↓↓↓
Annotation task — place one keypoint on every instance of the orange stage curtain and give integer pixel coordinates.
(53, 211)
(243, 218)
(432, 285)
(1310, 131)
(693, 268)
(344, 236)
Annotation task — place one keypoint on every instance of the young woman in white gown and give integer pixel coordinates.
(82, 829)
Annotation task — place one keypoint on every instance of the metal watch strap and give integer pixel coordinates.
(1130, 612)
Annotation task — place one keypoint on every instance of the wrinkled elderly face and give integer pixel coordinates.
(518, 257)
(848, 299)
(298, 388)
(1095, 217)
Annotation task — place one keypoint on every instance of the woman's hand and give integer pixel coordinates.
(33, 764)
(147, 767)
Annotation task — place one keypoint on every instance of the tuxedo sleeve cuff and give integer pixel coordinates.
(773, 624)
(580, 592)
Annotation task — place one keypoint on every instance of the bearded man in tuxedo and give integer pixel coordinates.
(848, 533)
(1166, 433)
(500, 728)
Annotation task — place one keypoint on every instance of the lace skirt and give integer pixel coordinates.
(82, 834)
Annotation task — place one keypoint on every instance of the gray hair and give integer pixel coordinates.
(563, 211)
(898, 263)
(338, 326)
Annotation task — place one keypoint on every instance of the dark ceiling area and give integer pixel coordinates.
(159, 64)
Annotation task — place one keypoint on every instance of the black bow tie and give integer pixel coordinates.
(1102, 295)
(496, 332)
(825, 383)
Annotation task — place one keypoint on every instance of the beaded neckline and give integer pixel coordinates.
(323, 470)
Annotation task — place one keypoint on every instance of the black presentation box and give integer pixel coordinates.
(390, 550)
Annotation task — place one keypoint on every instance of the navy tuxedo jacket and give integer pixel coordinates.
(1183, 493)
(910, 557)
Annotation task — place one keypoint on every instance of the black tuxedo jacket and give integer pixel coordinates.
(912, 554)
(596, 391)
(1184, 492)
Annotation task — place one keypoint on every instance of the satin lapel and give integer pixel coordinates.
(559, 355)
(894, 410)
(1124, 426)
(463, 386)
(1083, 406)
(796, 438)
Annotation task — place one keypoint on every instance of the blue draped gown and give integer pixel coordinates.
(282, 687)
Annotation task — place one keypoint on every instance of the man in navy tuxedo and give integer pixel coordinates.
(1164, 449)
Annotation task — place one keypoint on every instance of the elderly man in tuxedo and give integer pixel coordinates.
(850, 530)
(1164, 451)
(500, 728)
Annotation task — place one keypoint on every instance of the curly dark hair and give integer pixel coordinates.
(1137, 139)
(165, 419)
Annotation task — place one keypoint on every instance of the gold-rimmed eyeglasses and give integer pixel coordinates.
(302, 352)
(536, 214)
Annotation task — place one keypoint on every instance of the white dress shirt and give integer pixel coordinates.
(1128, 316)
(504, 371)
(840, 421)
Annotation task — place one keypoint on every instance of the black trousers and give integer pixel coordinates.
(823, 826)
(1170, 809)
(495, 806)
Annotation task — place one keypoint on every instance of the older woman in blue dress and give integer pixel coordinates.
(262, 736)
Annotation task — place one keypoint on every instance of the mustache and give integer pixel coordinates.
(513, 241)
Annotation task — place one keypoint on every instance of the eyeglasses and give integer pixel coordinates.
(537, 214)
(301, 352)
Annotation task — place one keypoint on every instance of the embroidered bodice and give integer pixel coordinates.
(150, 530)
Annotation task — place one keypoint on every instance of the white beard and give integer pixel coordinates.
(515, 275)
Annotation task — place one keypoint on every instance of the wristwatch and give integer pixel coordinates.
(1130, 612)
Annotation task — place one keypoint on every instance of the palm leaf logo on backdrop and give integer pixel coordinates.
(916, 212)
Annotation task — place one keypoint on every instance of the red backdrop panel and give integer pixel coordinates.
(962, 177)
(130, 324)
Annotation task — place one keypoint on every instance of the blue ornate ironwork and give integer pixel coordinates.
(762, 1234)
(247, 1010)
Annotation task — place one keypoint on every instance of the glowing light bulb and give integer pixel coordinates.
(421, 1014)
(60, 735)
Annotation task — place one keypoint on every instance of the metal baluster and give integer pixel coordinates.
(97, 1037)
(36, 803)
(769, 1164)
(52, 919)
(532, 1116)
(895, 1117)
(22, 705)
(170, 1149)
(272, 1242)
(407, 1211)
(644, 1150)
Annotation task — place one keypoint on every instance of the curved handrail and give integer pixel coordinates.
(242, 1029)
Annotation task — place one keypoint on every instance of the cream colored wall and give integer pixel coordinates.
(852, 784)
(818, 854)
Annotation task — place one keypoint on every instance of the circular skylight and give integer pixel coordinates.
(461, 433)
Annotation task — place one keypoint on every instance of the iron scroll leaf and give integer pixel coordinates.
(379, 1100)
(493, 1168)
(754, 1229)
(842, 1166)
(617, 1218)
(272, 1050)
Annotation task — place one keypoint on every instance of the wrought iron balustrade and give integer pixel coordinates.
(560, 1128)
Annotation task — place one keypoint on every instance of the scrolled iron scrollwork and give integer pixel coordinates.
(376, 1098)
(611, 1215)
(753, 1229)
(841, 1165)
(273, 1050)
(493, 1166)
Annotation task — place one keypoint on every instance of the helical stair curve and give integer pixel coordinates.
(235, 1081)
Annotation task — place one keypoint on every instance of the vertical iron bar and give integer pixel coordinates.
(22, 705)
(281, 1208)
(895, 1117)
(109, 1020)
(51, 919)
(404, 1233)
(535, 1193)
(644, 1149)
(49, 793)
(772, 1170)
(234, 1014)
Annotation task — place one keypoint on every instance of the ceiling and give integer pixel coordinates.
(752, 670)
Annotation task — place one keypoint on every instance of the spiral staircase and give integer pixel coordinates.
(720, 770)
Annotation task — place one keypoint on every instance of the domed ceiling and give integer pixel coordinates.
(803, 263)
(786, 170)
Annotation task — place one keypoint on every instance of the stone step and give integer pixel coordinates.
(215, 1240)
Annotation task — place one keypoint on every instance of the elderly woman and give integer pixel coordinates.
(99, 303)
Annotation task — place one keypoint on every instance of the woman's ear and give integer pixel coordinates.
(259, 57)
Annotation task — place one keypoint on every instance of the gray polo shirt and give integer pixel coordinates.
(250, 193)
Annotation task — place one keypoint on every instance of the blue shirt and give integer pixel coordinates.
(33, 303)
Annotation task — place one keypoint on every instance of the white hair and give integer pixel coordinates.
↑↑↑
REQUIREMENTS: Arrange every line of the material above as a Markdown table with the columns "No." and "Text". Give each line its own row number and leave out blank lines.

FULL ANSWER:
| No. | Text |
|---|---|
| 1 | Annotation task — place one keypoint on every instance of the orange stage curtain and give integer pixel coordinates. |
| 2 | (53, 211) |
| 3 | (243, 218) |
| 4 | (432, 285) |
| 5 | (1310, 131) |
| 6 | (693, 268) |
| 7 | (344, 236) |
| 8 | Annotation task — place one keypoint on every instance of the young woman in white gown and give integer pixel coordinates. |
| 9 | (82, 829) |
| 10 | Annotation task — place one keypoint on every instance of the metal watch strap and give integer pixel coordinates. |
| 11 | (1130, 612) |
| 12 | Annotation task — place one keypoint on every instance of the wrinkled elderly face and give integer pixel coordinates. |
| 13 | (518, 257) |
| 14 | (848, 299) |
| 15 | (298, 388) |
| 16 | (1095, 217) |
| 17 | Annotation task — place one keypoint on every instance of the woman's hand and give integer pixel coordinates. |
| 18 | (33, 764) |
| 19 | (147, 767) |
| 20 | Annotation task — place one keypoint on every instance of the tuxedo sleeve cuff and give integer pixel coordinates. |
| 21 | (773, 624) |
| 22 | (580, 592) |
| 23 | Annotation task — place one keypoint on every instance of the bearded man in tuxedo and give integer pixel coordinates. |
| 24 | (848, 533) |
| 25 | (1166, 433) |
| 26 | (500, 728) |
| 27 | Annotation task — place one keypoint on every instance of the lace skirt and give integer pixel coordinates. |
| 28 | (82, 834) |
| 29 | Annotation task — place one keypoint on every instance of the gray hair and give integer pixel coordinates. |
| 30 | (563, 211) |
| 31 | (898, 263) |
| 32 | (338, 326) |
| 33 | Annotation task — place one keypoint on every instance of the dark ceiling area and give integer pixel coordinates. |
| 34 | (159, 64) |
| 35 | Annotation task — place one keypoint on every instance of the black bow tie and give integer pixel coordinates. |
| 36 | (1102, 295) |
| 37 | (496, 332) |
| 38 | (825, 383) |
| 39 | Annotation task — place one keypoint on every instance of the beaded neckline and give integer pixel coordinates. |
| 40 | (323, 470) |
| 41 | Annotation task — place one keypoint on every instance of the black presentation box and give integer pixel coordinates. |
| 42 | (390, 550) |
| 43 | Annotation task — place one keypoint on every instance of the navy tuxedo jacket and give integer pixel coordinates. |
| 44 | (1183, 493) |
| 45 | (910, 557) |
| 46 | Annotation task — place one keypoint on every instance of the black tuxedo jacket and give integer pixel coordinates. |
| 47 | (912, 554) |
| 48 | (596, 391) |
| 49 | (1184, 492) |
| 50 | Annotation task — place one keypoint on every instance of the satin lapel and give integer pixel coordinates. |
| 51 | (559, 355) |
| 52 | (894, 410) |
| 53 | (1124, 426) |
| 54 | (463, 386) |
| 55 | (1083, 406) |
| 56 | (796, 438) |
| 57 | Annotation task — place one keypoint on every instance of the blue draped gown and give integer pixel coordinates. |
| 58 | (282, 687) |
| 59 | Annotation task — place one keypoint on every instance of the man in navy tuxedo and give integer pixel coordinates. |
| 60 | (1164, 449) |
| 61 | Annotation task — place one keypoint on every instance of the elderly man in tuxedo and give integer pixel coordinates. |
| 62 | (850, 530) |
| 63 | (1164, 451) |
| 64 | (500, 728) |
| 65 | Annotation task — place one keypoint on every instance of the curly dark hair and give integer pixel coordinates. |
| 66 | (1137, 139) |
| 67 | (165, 419) |
| 68 | Annotation task — place one keypoint on every instance of the gold-rimmed eyeglasses and give integer pixel coordinates. |
| 69 | (302, 352) |
| 70 | (536, 214) |
| 71 | Annotation task — place one keypoint on every instance of the white dress shirt and give integer pixel coordinates. |
| 72 | (1128, 316) |
| 73 | (504, 371) |
| 74 | (840, 421) |
| 75 | Annotation task — place one keypoint on every instance of the black trousers and give integer pixel coordinates. |
| 76 | (823, 826) |
| 77 | (1170, 809) |
| 78 | (495, 806) |
| 79 | Annotation task — place one keypoint on every instance of the older woman in blue dress and give integer pixel coordinates. |
| 80 | (262, 736) |
| 81 | Annotation task — place one keypoint on every instance of the mustache and give integer pixel coordinates. |
| 82 | (513, 241) |
| 83 | Annotation task — place one keypoint on every instance of the eyeglasses and give integer pixel coordinates. |
| 84 | (537, 214) |
| 85 | (301, 352) |
| 86 | Annotation task — place one keypoint on every instance of the embroidered bodice and give integer pixel coordinates. |
| 87 | (150, 530) |
| 88 | Annotation task — place one keypoint on every instance of the white beard and give integer pixel coordinates. |
| 89 | (515, 275) |
| 90 | Annotation task — place one keypoint on every instance of the wristwatch and give integer pixel coordinates. |
| 91 | (1130, 612) |
| 92 | Annotation task — place one keypoint on every instance of the palm leaf logo on backdrop and give integer pixel coordinates. |
| 93 | (916, 212) |
| 94 | Annotation task — place one keypoint on every instance of the red backdrop panel and give integer pixel coordinates. |
| 95 | (962, 177) |
| 96 | (130, 324) |
| 97 | Annotation task — place one keypoint on every instance of the blue ornate ironwork and give integer pixel coordinates. |
| 98 | (762, 1234) |
| 99 | (247, 1010) |
| 100 | Annotation task — place one keypoint on every instance of the glowing light bulb and give integer pixel coordinates. |
| 101 | (421, 1014) |
| 102 | (60, 735) |
| 103 | Annotation task — place one keypoint on every instance of the metal baluster and give integer pixel coordinates. |
| 104 | (97, 1037) |
| 105 | (36, 803) |
| 106 | (769, 1164) |
| 107 | (52, 919) |
| 108 | (532, 1116) |
| 109 | (895, 1117) |
| 110 | (22, 705) |
| 111 | (170, 1149) |
| 112 | (272, 1242) |
| 113 | (407, 1211) |
| 114 | (644, 1150) |
| 115 | Annotation task — place one keypoint on every instance of the curved handrail and give integer pixel coordinates. |
| 116 | (242, 1029) |
| 117 | Annotation task — place one keypoint on every instance of the cream colored wall and give integer pixel coordinates. |
| 118 | (852, 784) |
| 119 | (818, 854) |
| 120 | Annotation task — place one keypoint on every instance of the circular skylight and give integer pixel coordinates. |
| 121 | (461, 433) |
| 122 | Annotation task — place one keypoint on every instance of the iron scroll leaf and give integer pixel coordinates. |
| 123 | (379, 1100) |
| 124 | (493, 1168) |
| 125 | (754, 1229) |
| 126 | (842, 1166) |
| 127 | (617, 1218) |
| 128 | (272, 1050) |
| 129 | Annotation task — place one keypoint on every instance of the wrought iron balustrade and give integer pixel coordinates. |
| 130 | (560, 1128) |
| 131 | Annotation task — place one keypoint on every instance of the scrolled iron scrollwork and give integer pixel coordinates. |
| 132 | (376, 1098) |
| 133 | (611, 1215) |
| 134 | (753, 1229) |
| 135 | (841, 1165) |
| 136 | (273, 1050) |
| 137 | (493, 1166) |
| 138 | Annotation task — place one keypoint on every instance of the helical stair curve and give integer pixel coordinates. |
| 139 | (235, 1081) |
| 140 | Annotation task — place one keypoint on every instance of the vertical iron bar and give integer pixel coordinates. |
| 141 | (22, 705) |
| 142 | (281, 1208) |
| 143 | (895, 1117) |
| 144 | (109, 1020) |
| 145 | (51, 919) |
| 146 | (404, 1233) |
| 147 | (535, 1193) |
| 148 | (644, 1149) |
| 149 | (49, 793) |
| 150 | (772, 1170) |
| 151 | (234, 1014) |
| 152 | Annotation task — place one keypoint on every instance of the ceiling and give integer pixel coordinates. |
| 153 | (752, 670) |
| 154 | Annotation task — place one keypoint on every instance of the spiral staircase and give integer pixel coordinates. |
| 155 | (720, 770) |
| 156 | Annotation task — place one keypoint on every instance of the domed ceiling and give integer pixel coordinates. |
| 157 | (803, 263) |
| 158 | (786, 170) |
| 159 | Annotation task — place one keypoint on every instance of the stone step and give integer pixel coordinates. |
| 160 | (215, 1240) |
| 161 | Annotation task — place one keypoint on every instance of the elderly woman and give integer pixel coordinates. |
| 162 | (99, 303) |
| 163 | Annotation task — place one keypoint on every instance of the woman's ear and give integer pixel coordinates. |
| 164 | (259, 57) |
| 165 | Annotation task — place one keypoint on every instance of the gray polo shirt and give integer pixel coordinates. |
| 166 | (250, 193) |
| 167 | Annotation task — place one keypoint on every instance of the blue shirt and give integer pixel coordinates. |
| 168 | (33, 303) |
| 169 | Annotation task — place one keypoint on every instance of the white hair and give integer pixel coordinates. |